• _AIM_
Can you update the lines from the one holding "Return the mask of every instance of the spice" through the one holding "63], [291, 102]]]", inclusive, so that "spice rack" becomes "condiment shelf" everywhere and nothing else changes?

• _DATA_
++++++++++
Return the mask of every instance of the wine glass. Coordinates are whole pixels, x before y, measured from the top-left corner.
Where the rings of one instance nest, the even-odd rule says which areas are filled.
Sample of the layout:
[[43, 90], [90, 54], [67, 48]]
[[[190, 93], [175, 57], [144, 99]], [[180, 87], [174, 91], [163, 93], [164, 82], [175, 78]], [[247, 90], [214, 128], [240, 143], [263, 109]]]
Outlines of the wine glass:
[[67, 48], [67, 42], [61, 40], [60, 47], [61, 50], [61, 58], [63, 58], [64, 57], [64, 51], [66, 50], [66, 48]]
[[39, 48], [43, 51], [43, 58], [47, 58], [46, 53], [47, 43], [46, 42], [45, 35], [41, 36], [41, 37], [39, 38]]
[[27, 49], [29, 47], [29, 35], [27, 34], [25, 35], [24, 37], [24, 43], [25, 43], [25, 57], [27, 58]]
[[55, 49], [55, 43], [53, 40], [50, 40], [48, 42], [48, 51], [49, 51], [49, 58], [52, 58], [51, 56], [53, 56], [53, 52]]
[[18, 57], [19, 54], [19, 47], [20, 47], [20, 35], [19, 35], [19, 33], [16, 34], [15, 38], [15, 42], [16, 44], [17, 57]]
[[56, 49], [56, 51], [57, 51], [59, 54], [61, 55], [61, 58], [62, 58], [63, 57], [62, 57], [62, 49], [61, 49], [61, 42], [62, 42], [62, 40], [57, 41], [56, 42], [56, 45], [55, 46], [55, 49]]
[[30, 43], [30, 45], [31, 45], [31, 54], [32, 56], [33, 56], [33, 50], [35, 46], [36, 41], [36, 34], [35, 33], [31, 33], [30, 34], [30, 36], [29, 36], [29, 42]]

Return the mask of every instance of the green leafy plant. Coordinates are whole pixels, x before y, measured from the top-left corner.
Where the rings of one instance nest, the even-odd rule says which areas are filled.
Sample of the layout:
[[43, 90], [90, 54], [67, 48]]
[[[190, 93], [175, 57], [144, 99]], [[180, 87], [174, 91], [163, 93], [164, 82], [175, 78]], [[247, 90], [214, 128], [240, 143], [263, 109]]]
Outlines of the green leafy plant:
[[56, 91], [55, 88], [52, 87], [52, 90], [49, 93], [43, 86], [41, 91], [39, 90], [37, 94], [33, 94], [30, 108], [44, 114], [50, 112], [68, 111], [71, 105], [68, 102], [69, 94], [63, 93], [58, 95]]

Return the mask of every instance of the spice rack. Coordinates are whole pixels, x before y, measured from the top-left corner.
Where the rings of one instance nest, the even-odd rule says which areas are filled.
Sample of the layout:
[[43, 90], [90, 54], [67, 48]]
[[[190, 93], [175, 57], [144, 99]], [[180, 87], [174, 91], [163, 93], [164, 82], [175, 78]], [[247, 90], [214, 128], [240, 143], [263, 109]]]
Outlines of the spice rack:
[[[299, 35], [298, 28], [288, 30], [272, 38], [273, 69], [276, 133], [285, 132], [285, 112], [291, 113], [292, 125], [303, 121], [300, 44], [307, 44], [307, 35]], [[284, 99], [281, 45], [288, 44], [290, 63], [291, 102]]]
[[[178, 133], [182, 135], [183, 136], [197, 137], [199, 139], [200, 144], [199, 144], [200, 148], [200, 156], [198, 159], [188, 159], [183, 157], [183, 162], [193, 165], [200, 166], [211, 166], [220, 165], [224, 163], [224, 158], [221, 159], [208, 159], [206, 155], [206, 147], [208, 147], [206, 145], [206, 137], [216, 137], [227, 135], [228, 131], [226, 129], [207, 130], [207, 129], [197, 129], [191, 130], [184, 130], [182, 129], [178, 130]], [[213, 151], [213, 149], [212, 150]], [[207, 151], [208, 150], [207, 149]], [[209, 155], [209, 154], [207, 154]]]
++++++++++
• _EXERCISE RESULT_
Return the mask of every instance of the condiment shelf. Coordinates are whole pixels, x before y, measured from the top-left corner.
Where the rings of one instance nest, the even-odd rule says which areas are filled.
Sample of the layout:
[[43, 90], [90, 54], [67, 48]]
[[[190, 93], [175, 57], [144, 99]], [[180, 87], [174, 91], [163, 93], [164, 82], [175, 78]], [[247, 90], [214, 128], [240, 143], [263, 109]]]
Outlines of the condiment shelf:
[[[299, 35], [298, 28], [288, 30], [272, 38], [273, 69], [276, 133], [285, 132], [285, 112], [291, 113], [292, 125], [303, 121], [300, 44], [307, 44], [307, 35]], [[284, 99], [281, 45], [288, 44], [290, 63], [291, 102]]]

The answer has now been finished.